# Work request
With pictures omitted, restate the data word for word.

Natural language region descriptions
↓
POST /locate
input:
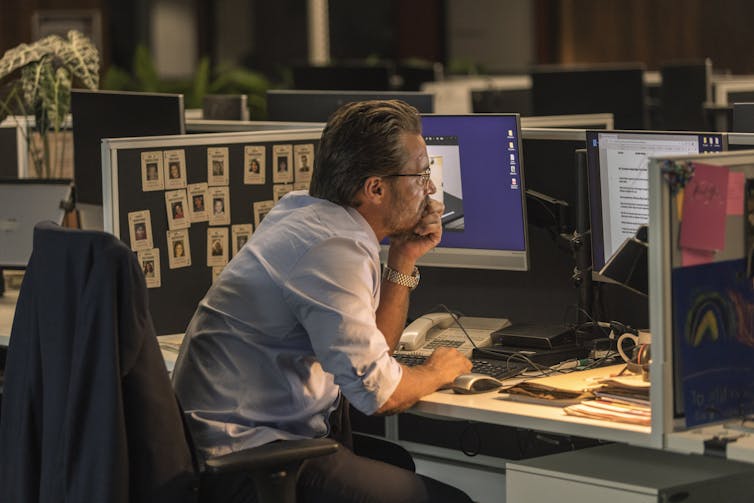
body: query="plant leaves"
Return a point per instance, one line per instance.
(24, 54)
(80, 57)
↑
# Response below
POST /locate
input:
body: query="plant leaves"
Return a point per instance, one line per instance.
(24, 54)
(80, 57)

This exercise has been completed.